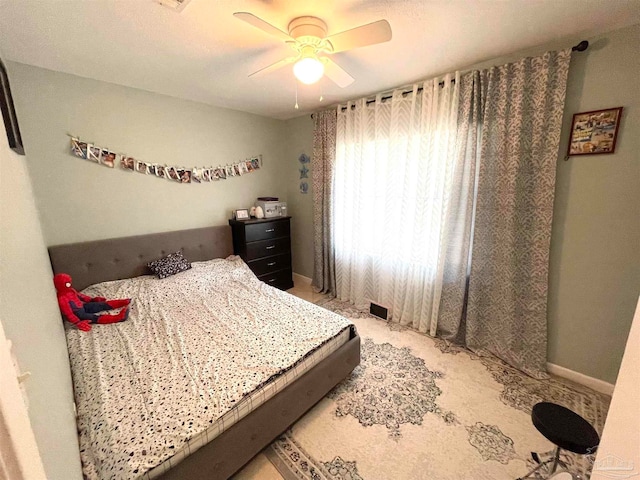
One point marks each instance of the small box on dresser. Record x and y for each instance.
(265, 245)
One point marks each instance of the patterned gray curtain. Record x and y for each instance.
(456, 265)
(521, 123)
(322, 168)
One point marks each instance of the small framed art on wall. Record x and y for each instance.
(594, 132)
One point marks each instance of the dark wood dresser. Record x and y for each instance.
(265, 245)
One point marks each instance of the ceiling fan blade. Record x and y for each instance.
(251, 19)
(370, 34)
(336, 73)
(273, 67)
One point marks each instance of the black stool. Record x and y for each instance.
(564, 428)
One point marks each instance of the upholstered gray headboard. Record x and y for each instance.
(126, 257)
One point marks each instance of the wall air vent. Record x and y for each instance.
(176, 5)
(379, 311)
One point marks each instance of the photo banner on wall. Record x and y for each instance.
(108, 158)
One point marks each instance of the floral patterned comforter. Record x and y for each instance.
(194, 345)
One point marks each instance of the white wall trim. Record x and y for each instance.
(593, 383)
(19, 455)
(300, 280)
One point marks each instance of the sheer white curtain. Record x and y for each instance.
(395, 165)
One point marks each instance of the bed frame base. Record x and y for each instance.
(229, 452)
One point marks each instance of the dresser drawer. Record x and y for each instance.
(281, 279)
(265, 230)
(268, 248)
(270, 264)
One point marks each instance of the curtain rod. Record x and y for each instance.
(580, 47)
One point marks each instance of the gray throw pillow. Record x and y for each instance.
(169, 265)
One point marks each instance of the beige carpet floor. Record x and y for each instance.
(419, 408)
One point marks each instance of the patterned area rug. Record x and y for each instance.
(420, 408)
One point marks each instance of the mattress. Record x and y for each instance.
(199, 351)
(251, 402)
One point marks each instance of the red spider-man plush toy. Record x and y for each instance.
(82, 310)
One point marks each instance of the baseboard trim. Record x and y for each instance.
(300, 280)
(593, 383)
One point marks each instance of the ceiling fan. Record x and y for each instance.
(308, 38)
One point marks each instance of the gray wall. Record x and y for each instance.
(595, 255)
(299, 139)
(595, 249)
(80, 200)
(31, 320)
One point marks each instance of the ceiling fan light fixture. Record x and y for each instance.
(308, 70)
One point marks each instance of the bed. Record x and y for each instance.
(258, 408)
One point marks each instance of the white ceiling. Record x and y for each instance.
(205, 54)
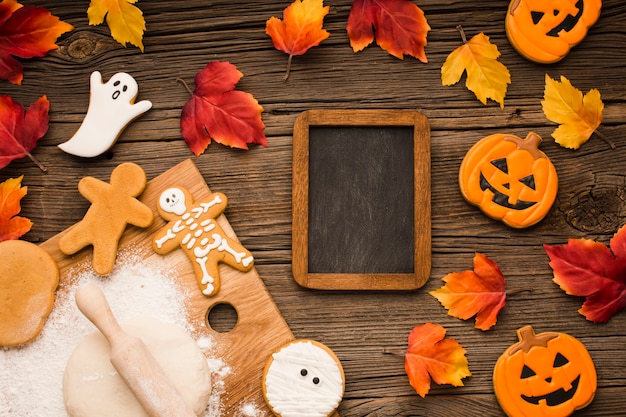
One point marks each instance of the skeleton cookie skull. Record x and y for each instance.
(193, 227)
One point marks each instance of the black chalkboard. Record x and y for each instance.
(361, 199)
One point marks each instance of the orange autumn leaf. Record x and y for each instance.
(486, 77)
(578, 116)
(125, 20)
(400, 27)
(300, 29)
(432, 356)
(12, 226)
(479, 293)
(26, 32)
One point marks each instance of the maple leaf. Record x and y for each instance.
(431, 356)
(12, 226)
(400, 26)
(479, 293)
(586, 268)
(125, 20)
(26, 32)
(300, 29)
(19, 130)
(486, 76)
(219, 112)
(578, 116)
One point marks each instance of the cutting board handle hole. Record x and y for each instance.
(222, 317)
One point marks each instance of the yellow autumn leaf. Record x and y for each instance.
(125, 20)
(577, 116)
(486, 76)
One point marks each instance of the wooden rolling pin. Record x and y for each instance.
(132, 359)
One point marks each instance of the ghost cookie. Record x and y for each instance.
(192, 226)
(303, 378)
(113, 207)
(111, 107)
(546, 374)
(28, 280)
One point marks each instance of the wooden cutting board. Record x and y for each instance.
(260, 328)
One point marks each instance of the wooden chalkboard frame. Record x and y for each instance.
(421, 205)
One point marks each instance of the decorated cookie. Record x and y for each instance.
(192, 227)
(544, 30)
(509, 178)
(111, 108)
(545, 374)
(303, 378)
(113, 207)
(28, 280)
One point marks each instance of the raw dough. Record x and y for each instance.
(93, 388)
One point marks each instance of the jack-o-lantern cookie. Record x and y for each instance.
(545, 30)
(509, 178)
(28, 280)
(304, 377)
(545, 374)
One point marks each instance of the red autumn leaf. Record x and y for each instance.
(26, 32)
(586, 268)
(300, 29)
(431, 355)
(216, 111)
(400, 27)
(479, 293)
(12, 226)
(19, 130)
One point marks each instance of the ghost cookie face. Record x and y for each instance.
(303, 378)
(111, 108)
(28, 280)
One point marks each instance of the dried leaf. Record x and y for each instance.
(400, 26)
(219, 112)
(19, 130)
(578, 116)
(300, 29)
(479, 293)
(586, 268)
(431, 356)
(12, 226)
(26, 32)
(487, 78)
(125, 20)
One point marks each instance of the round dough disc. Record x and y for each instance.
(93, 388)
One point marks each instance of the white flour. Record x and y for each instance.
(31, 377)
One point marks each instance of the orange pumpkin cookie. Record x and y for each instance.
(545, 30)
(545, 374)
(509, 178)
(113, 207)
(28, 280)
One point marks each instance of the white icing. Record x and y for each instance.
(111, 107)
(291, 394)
-------------------------
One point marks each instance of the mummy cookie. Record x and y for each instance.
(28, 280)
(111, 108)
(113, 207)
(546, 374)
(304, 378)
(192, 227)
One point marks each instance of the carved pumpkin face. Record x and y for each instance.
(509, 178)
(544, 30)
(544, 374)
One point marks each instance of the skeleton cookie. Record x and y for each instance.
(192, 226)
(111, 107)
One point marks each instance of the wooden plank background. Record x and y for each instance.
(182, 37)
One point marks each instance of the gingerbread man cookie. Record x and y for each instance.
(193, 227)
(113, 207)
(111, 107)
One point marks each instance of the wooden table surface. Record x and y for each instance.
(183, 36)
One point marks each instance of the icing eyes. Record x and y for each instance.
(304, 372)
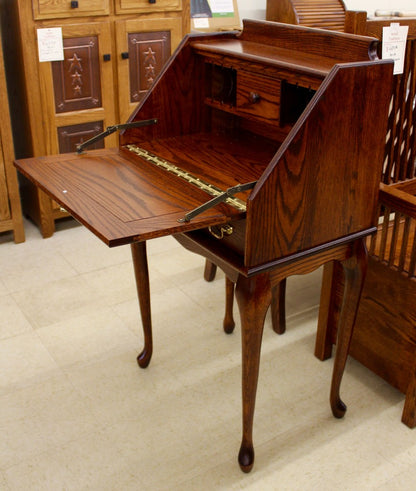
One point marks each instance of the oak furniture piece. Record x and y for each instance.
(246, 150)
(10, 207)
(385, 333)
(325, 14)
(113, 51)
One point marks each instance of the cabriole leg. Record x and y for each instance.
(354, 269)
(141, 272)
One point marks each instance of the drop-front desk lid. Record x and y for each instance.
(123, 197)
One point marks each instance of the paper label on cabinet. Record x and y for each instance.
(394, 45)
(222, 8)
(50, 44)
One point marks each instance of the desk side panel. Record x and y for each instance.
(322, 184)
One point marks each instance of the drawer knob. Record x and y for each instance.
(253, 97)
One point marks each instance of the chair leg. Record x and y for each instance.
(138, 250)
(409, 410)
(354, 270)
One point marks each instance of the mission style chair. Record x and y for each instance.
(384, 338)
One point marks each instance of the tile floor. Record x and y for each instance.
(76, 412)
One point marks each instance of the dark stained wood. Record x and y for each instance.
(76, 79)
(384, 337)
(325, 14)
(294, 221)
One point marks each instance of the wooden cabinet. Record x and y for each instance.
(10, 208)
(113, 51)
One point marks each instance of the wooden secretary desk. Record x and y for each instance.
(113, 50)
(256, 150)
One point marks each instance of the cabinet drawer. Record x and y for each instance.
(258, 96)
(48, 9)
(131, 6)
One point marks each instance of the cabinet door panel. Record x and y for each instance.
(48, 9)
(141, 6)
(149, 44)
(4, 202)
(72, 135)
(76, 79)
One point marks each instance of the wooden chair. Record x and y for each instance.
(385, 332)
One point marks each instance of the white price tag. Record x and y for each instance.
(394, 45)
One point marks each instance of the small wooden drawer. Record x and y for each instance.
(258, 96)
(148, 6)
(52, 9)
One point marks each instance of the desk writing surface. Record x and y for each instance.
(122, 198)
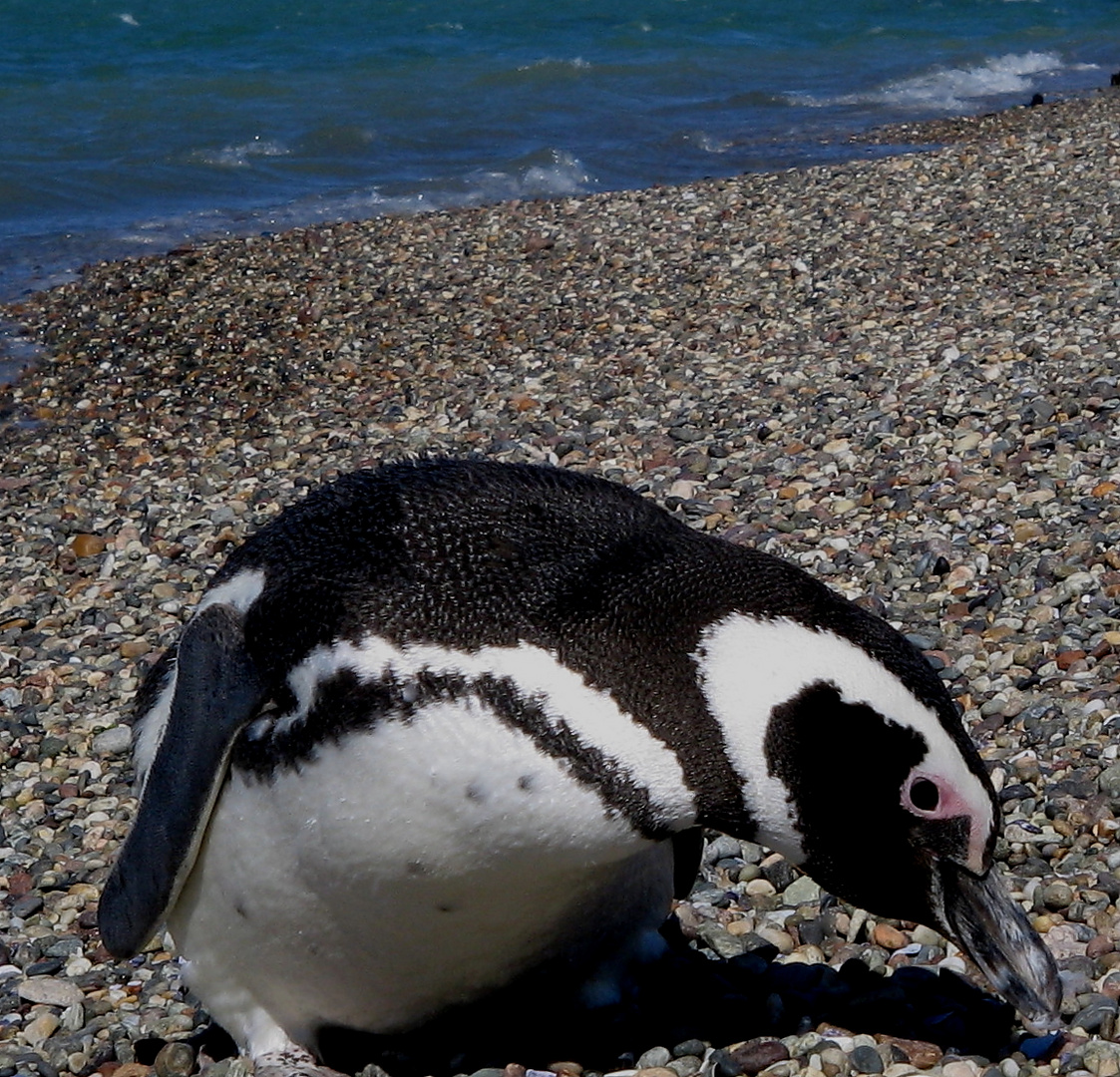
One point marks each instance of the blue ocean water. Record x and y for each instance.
-------------------------
THE REQUEST :: Find each line in the records above that contains the word "patterned", and copy every such line.

THE ANSWER ::
One point marks each instance of the patterned gray curtain. Record x and y for each instance.
One point marks each instance of the floral patterned comforter. Record x and y for each instance.
One point marks each instance of the patterned area rug. Record x and y for each instance.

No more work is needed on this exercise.